__Stated goal__.
Please show every line of the data below that contains the word "black", copying each one in full.

__Provided records__.

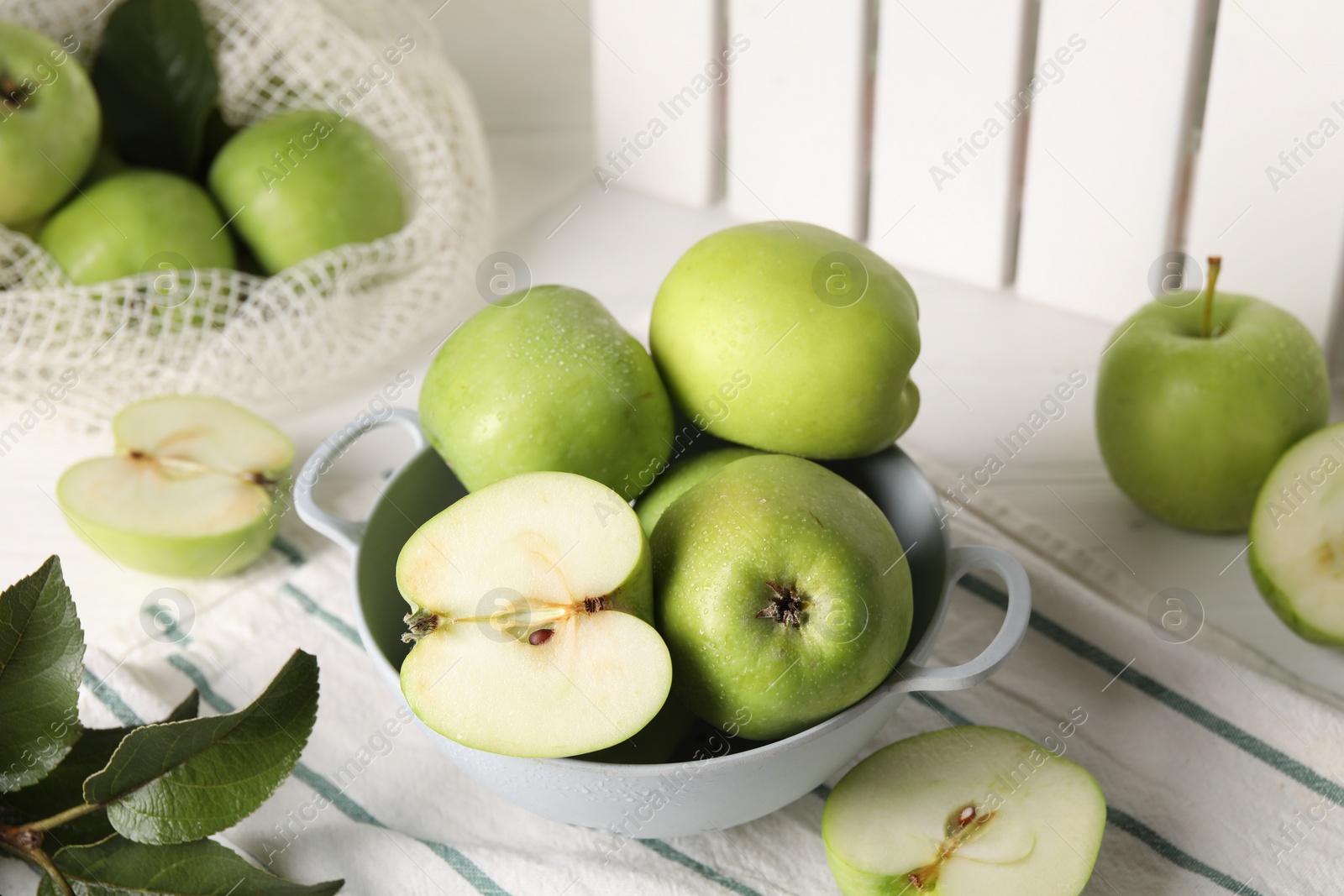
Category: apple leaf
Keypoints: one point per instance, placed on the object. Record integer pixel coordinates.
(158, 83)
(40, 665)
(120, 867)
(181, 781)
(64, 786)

==

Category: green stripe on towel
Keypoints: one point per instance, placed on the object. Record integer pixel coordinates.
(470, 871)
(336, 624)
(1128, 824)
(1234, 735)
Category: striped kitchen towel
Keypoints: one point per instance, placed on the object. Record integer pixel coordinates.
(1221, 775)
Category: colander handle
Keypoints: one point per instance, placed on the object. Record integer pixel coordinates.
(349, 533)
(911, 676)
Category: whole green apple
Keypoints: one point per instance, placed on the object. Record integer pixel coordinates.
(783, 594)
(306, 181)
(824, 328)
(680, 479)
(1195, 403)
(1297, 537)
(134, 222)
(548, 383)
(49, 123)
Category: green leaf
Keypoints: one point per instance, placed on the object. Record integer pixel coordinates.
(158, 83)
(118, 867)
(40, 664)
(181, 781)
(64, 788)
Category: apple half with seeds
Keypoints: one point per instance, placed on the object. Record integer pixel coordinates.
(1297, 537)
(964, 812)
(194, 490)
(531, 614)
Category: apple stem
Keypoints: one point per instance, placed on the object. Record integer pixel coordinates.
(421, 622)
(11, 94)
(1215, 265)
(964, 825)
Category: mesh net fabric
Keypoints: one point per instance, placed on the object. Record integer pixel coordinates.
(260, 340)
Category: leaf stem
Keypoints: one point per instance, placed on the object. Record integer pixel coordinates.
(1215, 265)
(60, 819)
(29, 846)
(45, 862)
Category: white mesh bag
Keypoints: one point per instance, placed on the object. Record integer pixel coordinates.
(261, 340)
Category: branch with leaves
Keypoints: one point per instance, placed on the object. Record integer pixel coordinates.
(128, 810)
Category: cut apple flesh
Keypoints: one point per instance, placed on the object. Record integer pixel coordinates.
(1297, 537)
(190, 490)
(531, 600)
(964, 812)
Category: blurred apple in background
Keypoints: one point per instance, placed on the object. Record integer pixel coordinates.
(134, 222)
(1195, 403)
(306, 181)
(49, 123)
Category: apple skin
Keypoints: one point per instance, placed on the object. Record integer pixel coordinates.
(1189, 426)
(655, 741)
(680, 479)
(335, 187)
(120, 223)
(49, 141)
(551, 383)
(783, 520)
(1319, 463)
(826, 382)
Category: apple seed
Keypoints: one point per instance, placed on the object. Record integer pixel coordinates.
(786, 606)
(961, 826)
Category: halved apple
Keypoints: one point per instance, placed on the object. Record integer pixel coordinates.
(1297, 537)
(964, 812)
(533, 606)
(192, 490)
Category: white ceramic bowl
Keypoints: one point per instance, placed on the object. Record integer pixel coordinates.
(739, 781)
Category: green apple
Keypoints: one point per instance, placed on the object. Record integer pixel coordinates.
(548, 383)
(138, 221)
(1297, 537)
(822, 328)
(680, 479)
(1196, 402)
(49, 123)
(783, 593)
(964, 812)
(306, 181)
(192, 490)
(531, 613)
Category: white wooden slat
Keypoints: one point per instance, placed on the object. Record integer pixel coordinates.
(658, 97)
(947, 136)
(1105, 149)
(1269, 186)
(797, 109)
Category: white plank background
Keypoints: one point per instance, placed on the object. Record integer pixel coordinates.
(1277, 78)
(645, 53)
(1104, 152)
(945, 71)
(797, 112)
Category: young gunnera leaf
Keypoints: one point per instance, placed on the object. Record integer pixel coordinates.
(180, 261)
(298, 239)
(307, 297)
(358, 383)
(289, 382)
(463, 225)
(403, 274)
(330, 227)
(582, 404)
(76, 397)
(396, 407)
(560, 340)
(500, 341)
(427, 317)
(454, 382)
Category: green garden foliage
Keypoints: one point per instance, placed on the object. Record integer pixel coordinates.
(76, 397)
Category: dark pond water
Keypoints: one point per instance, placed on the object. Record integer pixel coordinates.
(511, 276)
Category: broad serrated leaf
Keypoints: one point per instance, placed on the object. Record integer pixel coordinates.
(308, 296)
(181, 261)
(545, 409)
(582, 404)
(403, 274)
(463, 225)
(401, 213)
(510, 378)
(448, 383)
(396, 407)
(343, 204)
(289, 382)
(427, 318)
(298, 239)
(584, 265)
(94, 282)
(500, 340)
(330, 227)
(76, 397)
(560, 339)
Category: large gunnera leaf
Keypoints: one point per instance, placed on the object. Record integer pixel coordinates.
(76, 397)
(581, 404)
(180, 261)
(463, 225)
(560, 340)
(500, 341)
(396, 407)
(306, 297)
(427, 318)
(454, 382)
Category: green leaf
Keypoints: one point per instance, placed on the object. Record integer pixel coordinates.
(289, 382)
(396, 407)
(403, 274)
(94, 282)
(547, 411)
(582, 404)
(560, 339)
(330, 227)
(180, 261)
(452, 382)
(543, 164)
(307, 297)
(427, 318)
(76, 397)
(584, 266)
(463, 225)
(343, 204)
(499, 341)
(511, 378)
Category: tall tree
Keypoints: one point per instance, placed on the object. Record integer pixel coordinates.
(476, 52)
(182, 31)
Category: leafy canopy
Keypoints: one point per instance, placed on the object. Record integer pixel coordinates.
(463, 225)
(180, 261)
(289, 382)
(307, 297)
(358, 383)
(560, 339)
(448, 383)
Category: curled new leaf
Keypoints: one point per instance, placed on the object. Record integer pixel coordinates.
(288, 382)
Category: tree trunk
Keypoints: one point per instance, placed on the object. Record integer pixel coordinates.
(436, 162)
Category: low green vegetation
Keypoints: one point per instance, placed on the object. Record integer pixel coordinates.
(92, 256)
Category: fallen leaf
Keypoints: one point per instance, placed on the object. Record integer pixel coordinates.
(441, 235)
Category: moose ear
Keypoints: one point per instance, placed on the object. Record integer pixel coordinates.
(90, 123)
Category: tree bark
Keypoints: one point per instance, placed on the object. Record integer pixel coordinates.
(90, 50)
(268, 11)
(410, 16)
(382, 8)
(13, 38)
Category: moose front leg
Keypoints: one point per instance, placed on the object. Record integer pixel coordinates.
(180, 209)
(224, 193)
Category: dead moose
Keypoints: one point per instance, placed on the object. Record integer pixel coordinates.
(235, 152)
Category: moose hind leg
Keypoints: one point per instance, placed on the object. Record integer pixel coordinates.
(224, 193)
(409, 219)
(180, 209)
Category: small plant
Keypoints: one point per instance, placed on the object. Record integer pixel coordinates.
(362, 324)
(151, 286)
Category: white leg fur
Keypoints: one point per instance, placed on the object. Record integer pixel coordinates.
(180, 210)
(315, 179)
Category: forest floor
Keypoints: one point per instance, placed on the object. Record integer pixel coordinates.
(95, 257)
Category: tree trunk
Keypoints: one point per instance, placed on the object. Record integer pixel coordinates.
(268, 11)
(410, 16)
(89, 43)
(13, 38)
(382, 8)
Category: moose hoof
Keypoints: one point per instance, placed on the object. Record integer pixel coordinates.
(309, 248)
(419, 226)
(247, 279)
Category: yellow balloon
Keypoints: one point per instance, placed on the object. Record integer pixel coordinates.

--

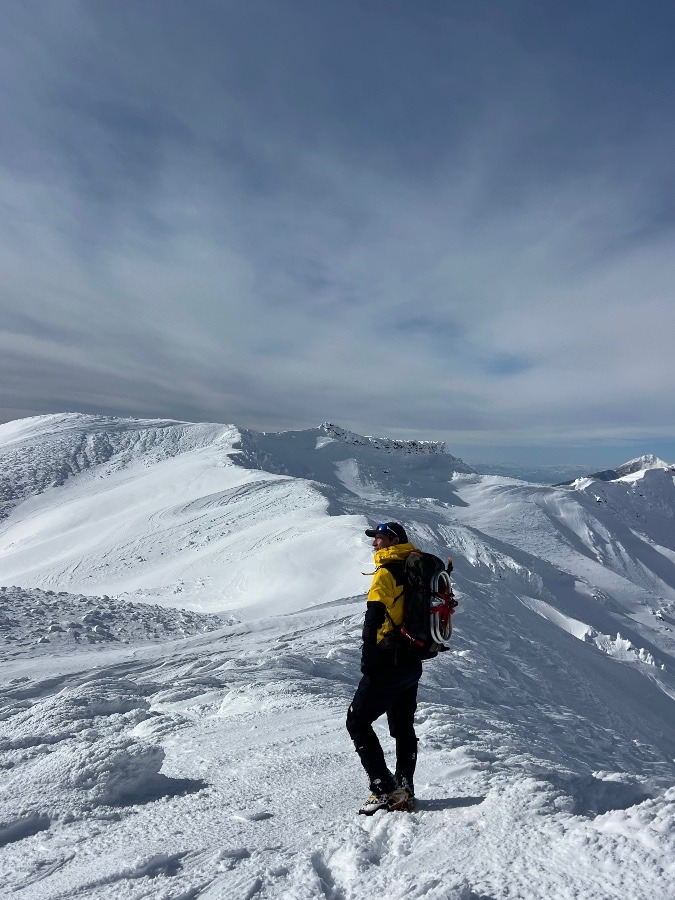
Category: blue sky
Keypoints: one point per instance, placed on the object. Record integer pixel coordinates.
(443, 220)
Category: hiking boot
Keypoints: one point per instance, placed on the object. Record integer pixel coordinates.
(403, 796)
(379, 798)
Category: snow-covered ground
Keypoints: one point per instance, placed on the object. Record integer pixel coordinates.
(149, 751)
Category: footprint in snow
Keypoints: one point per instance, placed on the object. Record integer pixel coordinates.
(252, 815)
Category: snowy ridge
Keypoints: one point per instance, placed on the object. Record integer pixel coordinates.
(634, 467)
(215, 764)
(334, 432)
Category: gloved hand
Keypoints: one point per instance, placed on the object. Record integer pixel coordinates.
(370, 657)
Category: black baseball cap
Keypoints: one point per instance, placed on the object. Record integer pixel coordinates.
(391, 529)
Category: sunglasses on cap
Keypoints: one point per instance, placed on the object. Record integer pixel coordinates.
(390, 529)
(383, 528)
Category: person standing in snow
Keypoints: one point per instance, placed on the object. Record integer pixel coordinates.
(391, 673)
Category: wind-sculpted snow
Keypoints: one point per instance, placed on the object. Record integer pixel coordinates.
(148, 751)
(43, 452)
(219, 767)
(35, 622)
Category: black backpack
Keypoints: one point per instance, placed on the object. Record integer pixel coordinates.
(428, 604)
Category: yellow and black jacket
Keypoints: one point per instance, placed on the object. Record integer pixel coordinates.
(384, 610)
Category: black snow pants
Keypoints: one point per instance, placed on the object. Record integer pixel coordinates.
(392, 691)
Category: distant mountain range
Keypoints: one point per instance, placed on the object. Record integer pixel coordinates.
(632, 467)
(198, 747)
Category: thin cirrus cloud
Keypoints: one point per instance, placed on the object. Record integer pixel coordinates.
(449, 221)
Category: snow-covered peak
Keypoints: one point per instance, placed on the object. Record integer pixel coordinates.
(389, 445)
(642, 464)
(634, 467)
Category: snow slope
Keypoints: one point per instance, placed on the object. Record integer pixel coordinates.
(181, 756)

__Task result__.
Category: black baseball cap
Category: black backpack
Category: yellow and black jacket
Category: black snow pants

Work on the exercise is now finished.